→ **DATASET**:
/---

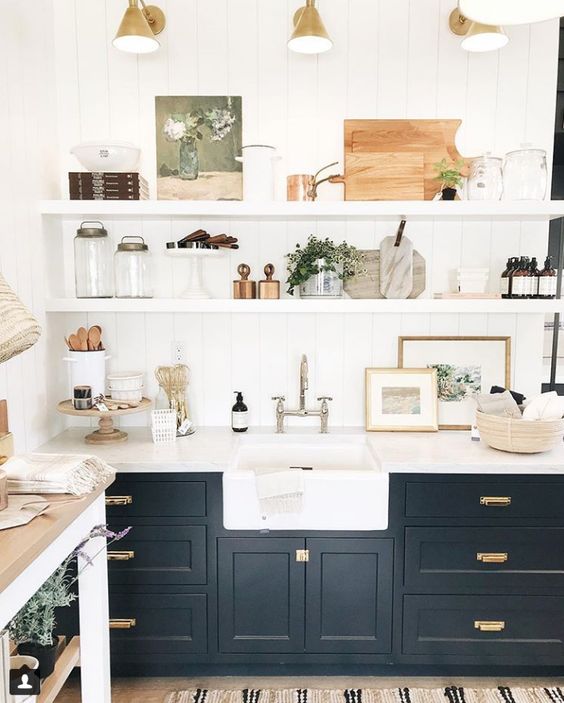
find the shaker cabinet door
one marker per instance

\---
/---

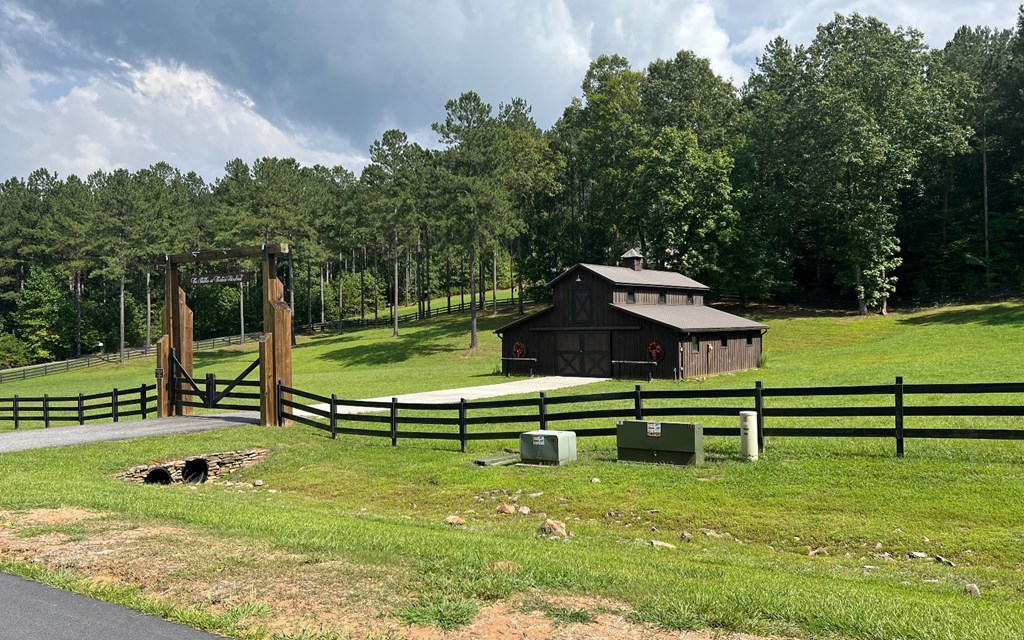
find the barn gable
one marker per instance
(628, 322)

\---

→ **AIM OF THE EXERCISE**: In the listing above, each line with the word "find" is to be copied out.

→ **WRITTEN ANSWER**:
find the shaker cabinet door
find the barn gable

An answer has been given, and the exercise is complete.